Source data:
****************

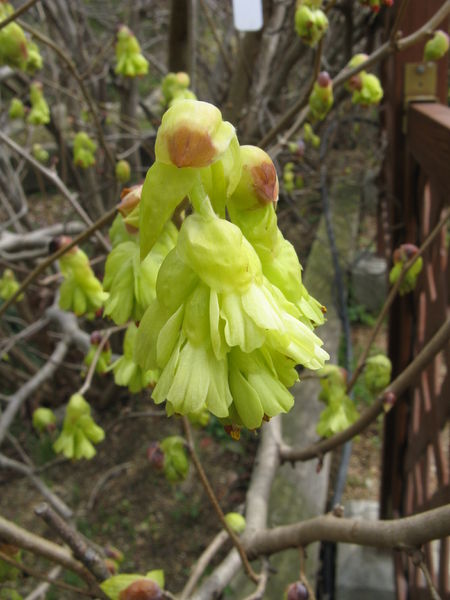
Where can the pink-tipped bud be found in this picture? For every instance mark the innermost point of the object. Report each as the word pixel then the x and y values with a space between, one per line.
pixel 323 79
pixel 155 456
pixel 297 591
pixel 129 199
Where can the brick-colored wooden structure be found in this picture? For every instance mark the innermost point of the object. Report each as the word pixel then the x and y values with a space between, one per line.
pixel 417 179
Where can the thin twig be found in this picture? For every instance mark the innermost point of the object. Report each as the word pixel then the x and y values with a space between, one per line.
pixel 398 18
pixel 40 591
pixel 38 575
pixel 19 397
pixel 303 578
pixel 202 563
pixel 215 33
pixel 212 498
pixel 51 259
pixel 106 334
pixel 57 182
pixel 300 104
pixel 345 74
pixel 418 559
pixel 258 594
pixel 86 554
pixel 113 472
pixel 72 68
pixel 391 297
pixel 11 533
pixel 12 17
pixel 397 387
pixel 55 501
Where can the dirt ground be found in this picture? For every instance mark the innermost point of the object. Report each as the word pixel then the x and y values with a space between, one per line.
pixel 154 523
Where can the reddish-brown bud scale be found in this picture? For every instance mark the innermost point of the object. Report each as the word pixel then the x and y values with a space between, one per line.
pixel 297 591
pixel 190 148
pixel 323 79
pixel 265 182
pixel 155 456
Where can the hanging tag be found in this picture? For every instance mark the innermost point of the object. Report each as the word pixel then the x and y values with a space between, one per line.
pixel 247 15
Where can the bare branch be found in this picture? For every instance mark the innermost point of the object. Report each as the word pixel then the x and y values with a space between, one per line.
pixel 86 554
pixel 18 467
pixel 57 182
pixel 51 259
pixel 16 14
pixel 409 532
pixel 34 573
pixel 398 386
pixel 11 533
pixel 212 498
pixel 19 397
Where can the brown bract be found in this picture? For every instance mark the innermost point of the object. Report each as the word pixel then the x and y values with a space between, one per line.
pixel 190 148
pixel 265 182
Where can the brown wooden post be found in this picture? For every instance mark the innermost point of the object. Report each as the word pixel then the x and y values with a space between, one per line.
pixel 417 179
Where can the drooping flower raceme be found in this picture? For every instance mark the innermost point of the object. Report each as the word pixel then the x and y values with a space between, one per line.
pixel 229 318
pixel 221 334
pixel 80 291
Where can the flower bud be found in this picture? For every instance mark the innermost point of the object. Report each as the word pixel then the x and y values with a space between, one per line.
pixel 377 373
pixel 192 134
pixel 155 456
pixel 84 150
pixel 13 44
pixel 258 185
pixel 297 591
pixel 16 109
pixel 44 419
pixel 123 171
pixel 321 98
pixel 236 522
pixel 389 399
pixel 402 255
pixel 40 112
pixel 437 47
pixel 40 153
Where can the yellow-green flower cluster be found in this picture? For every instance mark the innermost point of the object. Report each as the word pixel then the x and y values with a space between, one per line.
pixel 231 318
pixel 310 21
pixel 340 411
pixel 80 432
pixel 16 50
pixel 175 86
pixel 84 149
pixel 9 285
pixel 126 371
pixel 40 112
pixel 80 292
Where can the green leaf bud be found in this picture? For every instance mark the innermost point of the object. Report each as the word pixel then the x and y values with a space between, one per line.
pixel 16 109
pixel 377 373
pixel 236 522
pixel 84 149
pixel 44 419
pixel 123 171
pixel 437 47
pixel 40 112
pixel 40 153
pixel 321 98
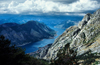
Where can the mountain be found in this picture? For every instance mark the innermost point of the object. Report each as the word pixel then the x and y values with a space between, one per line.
pixel 65 24
pixel 30 32
pixel 82 38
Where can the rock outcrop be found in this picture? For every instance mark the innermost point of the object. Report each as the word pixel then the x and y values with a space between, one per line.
pixel 30 32
pixel 84 37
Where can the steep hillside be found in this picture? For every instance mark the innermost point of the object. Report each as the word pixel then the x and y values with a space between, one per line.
pixel 30 32
pixel 84 37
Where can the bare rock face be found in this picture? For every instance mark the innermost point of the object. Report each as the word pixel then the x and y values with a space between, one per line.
pixel 30 32
pixel 84 37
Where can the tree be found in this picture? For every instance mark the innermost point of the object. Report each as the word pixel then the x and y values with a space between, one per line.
pixel 11 55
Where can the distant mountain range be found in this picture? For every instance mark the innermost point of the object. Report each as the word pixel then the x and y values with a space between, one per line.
pixel 30 32
pixel 81 38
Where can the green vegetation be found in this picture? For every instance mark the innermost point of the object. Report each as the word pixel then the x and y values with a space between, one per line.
pixel 11 55
pixel 66 56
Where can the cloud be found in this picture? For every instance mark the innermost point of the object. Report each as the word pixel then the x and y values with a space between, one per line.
pixel 50 7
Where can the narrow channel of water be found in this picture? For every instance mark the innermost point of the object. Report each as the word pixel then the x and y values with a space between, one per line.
pixel 34 46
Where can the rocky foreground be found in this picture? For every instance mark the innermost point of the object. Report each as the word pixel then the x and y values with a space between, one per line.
pixel 84 37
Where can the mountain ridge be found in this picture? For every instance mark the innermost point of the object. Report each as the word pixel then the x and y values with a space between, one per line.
pixel 81 38
pixel 30 32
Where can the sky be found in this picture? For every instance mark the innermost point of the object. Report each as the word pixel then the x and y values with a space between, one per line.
pixel 48 7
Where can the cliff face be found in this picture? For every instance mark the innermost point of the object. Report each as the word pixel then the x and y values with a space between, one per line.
pixel 29 32
pixel 84 37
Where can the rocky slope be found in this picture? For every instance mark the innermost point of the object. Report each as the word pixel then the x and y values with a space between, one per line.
pixel 84 37
pixel 30 32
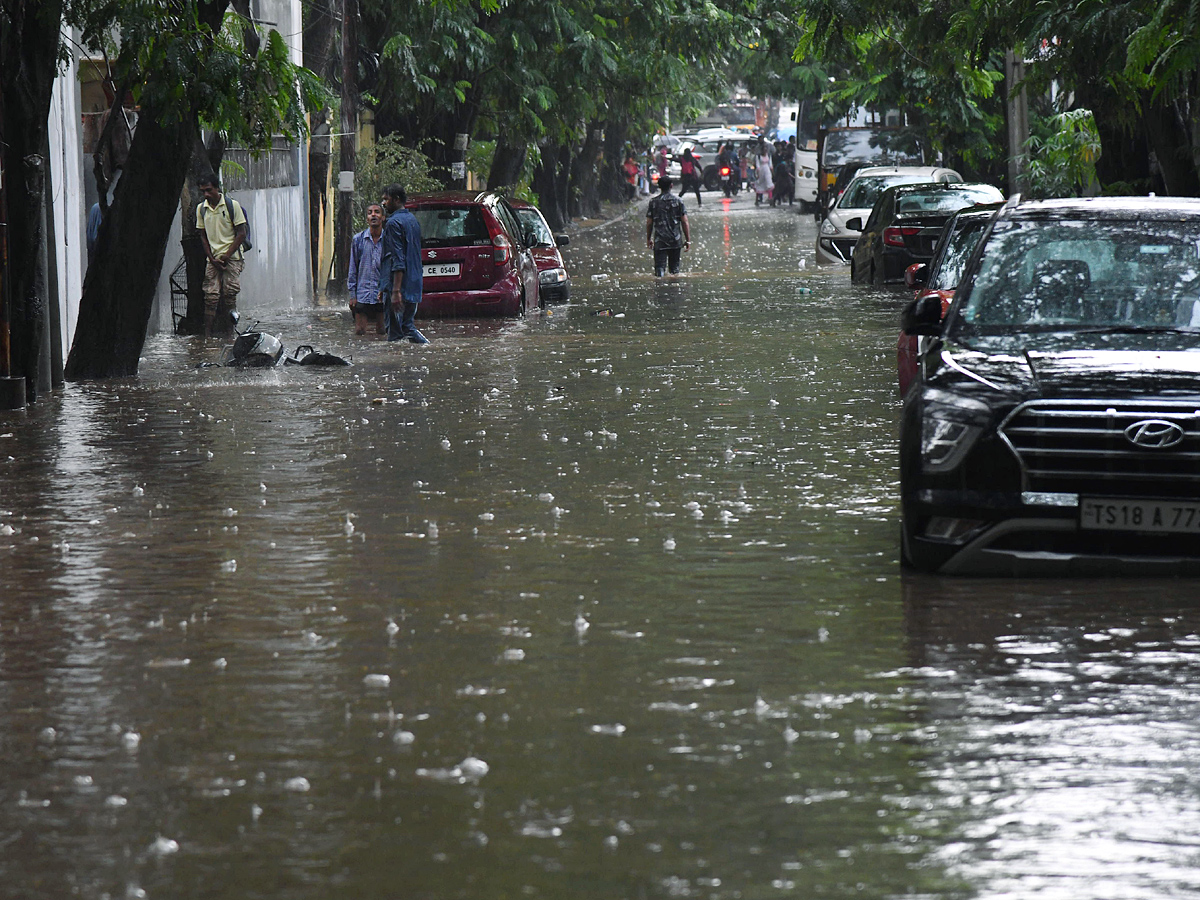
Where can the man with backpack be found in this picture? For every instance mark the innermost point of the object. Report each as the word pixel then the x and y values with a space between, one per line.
pixel 666 229
pixel 222 226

****************

Could every line above be set down exactly, with the pictures omitted?

Where can the pink-tipped bud be found in this picture? For every instance mark the innermost point of the object. Report each as the word pixel then the x and y values with a space between, one per line.
pixel 323 79
pixel 155 456
pixel 297 591
pixel 129 199
Where can the brick-colored wooden structure be found in this picture? For every instance mark the innermost point of the object. Report each as the word pixel then the x and y values with a space between, one per line.
pixel 417 179
Where can the thin twig be found in this picture? For every instance mark the innermost point of the object. Report each as the word pixel then the x and y values with a space between, one per line.
pixel 398 18
pixel 40 591
pixel 38 575
pixel 19 397
pixel 303 578
pixel 202 563
pixel 215 33
pixel 212 498
pixel 51 259
pixel 106 334
pixel 57 182
pixel 300 104
pixel 345 74
pixel 418 559
pixel 258 594
pixel 86 554
pixel 113 472
pixel 72 68
pixel 391 297
pixel 11 533
pixel 12 17
pixel 397 387
pixel 55 501
Where can the dirt ground be found in this picture? For every instance mark the innermost point of the object. Report each as the word pixel then the x and y values with a space between, one per line.
pixel 154 523
Where can the reddish-brown bud scale be found in this picture? For every instance mark the innermost point of the object. Report each as the word pixel then the x and y values with a space between, one per line.
pixel 297 591
pixel 190 148
pixel 323 79
pixel 265 182
pixel 155 456
Where can the hanging tag be found in this picture? For every instance mark the innermost point of the object. Report each as the word pixel then the x and y values with a space between, one per line.
pixel 247 15
Where can the bare branch be found in this picture? For every instance mark the innermost point of the object. Report each as the word pixel then the x and y values with a space between, one per line.
pixel 86 554
pixel 18 467
pixel 57 182
pixel 51 259
pixel 16 14
pixel 409 532
pixel 34 573
pixel 398 386
pixel 11 533
pixel 212 498
pixel 19 397
Where can the brown bract be found in this picture? For every instance mark the innermost point of the object. Report each as the word pixel then the x and y values with a space between, one per line.
pixel 190 148
pixel 265 182
Where can the brown wooden post be found in this picture? For every instance mark the innermost point of the object. Report each as the word pixel then the x and y values with a space between, one per line.
pixel 417 179
Where can the drooping flower raceme be found in this picture? For every instance mark the innermost point of the object. Report each as the word pixel then the x and y values with a space between, one per line.
pixel 229 318
pixel 221 334
pixel 80 291
Where can the flower bud be found in this picture? For every instance mark the innermost point of the object. Report each as the word pixel then the x and y values with a space between, one per line.
pixel 377 373
pixel 192 134
pixel 155 456
pixel 84 150
pixel 13 44
pixel 258 185
pixel 297 591
pixel 16 109
pixel 44 419
pixel 123 171
pixel 321 98
pixel 236 522
pixel 389 399
pixel 402 255
pixel 40 112
pixel 437 47
pixel 40 153
Where can the yellow-green flower cluster be found in this picture? For every instance mark the innermost point of the object. Report each as the word pixel then the x and y values with a space between, one per line.
pixel 231 318
pixel 310 21
pixel 340 411
pixel 80 432
pixel 16 50
pixel 175 86
pixel 84 149
pixel 9 285
pixel 126 371
pixel 40 112
pixel 80 292
Where can the green leaf bud be found in this picture? For every instance mark the innermost point of the object. Report each as the word pixel then the x and y values with a space between, one per line.
pixel 16 109
pixel 377 373
pixel 236 522
pixel 84 149
pixel 44 419
pixel 123 171
pixel 437 47
pixel 40 112
pixel 40 153
pixel 321 98
Where can the mountain be found in this picture? For every instance mark the innermost point of the object. Report each as the word pixel then the x and y values with a space between, one per line.
pixel 65 24
pixel 30 32
pixel 82 38
Where can the rock outcrop be found in this picture? For every instance mark the innermost point of the object. Report each as the word pixel then the x and y values with a space between, one per line.
pixel 30 32
pixel 84 37
Where can the steep hillside be found in this picture? For every instance mark the innermost point of the object. Report each as the word pixel then the x and y values with a space between, one per line.
pixel 30 32
pixel 84 37
Where can the bare rock face be found in this picture? For every instance mark the innermost point of the object. Report each as the word pixel then the x and y values with a space between, one per line.
pixel 30 32
pixel 84 37
Where can the tree be found in this picture? For every instance mark the innermost point of the object. Report each as the word pixel then the x and y values with a space between, one per line.
pixel 11 55
Where can the distant mountain range be found in this picture? For every instance mark the innermost point of the object. Report each as the word pixel then the x and y values with a space between, one per line.
pixel 30 32
pixel 81 38
Where can the green vegetation be found in this picture? For every instance mark the innermost point of the object. Report each as the word pixel then the x and y values with a space between, one per line.
pixel 11 55
pixel 66 56
Where can the cloud be found in this picture? For every instance mark the innermost point of the object. Report each as the word pixel then the x and y values with a space between, one per line.
pixel 50 7
Where can the narrow channel of water be found in this picture? For every instance mark the innermost point of the object. Report each as the word pixel then the x and y values with a space between, one per line.
pixel 34 46
Where can the rocky foreground be found in this picture? For every instance mark the innermost point of the object. Report each as the word pixel then the x and y values with a space between, one per line.
pixel 84 37
Where can the mountain ridge be found in this picture? For every instance mark the innermost point of the object. Report each as the word pixel then the x and y values with a space between, one per line.
pixel 81 38
pixel 30 32
Where can the sky be found in this picture? For every instance mark the innermost point of the object. Report each as the word pixel then the x and y values with a space between, one per line.
pixel 48 7
Where can the cliff face be found in this picture? For every instance mark the innermost point of the object. Report each as the word pixel then the x and y values with a space between, one per line.
pixel 29 32
pixel 84 37
Where can the rocky slope be found in this picture? For every instance mark the innermost point of the object. Report each as the word pixel then the x and y values with a space between, one per line.
pixel 84 37
pixel 30 32
Where can the man with backpack be found in this picture? For every instance mark the innermost point of the object. Report each as the word pixel then the x and y values with a space between, one per line.
pixel 666 229
pixel 222 226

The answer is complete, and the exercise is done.